▶ _Brief 1_
In the entries below, switch "set a dot" to "place a mark" and keep everything else the same.

The most correlated feature with the average IMDB score is the World gross, which should be expected. It is interesting to note that Kills, Film Length and Budget are growing in the newer movies.

fig_corr <- JamesBond %>% select(-US_Gross, -World_Gross, -US_Adj, -Budget, -Avg_User_Rtn_Tom, -Movie, -Bond) %>%
  relocate(Avg_User_IMDB, .after = last_col()) %>%
  cor() %>% 
  ggcorrplot(method = 'square', type = 'upper', outline.color = 'white', lab_size = 8,
             title= "Feature Correlations",
             legend.title = "Corelation",
             tl.cex = 18,
             lab=TRUE) +
  theme( text = element_text(size = 22))

fig_corr

3. Regression: The world is not enough

It is time to train our regressor. We will use random forest with cross-validation. Next, we will create a DALEX explainer to examine the Feature Importance.

data(JamesBond)

▶ _Data entries_
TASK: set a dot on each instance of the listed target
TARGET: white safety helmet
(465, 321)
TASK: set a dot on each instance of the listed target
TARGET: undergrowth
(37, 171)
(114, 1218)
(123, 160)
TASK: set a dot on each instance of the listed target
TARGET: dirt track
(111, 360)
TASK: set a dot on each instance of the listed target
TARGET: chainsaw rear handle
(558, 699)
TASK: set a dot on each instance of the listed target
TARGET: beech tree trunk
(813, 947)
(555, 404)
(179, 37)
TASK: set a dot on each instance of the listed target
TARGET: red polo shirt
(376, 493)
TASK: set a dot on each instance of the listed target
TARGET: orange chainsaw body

▶ _Brief 2_
Answer these questions about the James Bond movie text above:
(a) Which feature is most correlated with the average IMDB score?
(b) What title does the code give the correlation plot?
(c) What method will be used to train the regressor?

▶ _Worked solution 1_
TASK: place a mark on each instance of the listed target
TARGET: white safety helmet
(465, 321)
TASK: place a mark on each instance of the listed target
TARGET: undergrowth
(37, 171)
(114, 1218)
(123, 160)
TASK: place a mark on each instance of the listed target
TARGET: dirt track
(111, 360)
TASK: place a mark on each instance of the listed target
TARGET: chainsaw rear handle
(558, 699)
TASK: place a mark on each instance of the listed target
TARGET: beech tree trunk
(813, 947)
(555, 404)
(179, 37)
TASK: place a mark on each instance of the listed target
TARGET: red polo shirt
(376, 493)
TASK: place a mark on each instance of the listed target
TARGET: orange chainsaw body

▶ _Worked solution 2_
(a) The World gross
(b) "Feature Correlations"
(c) Random forest with cross-validation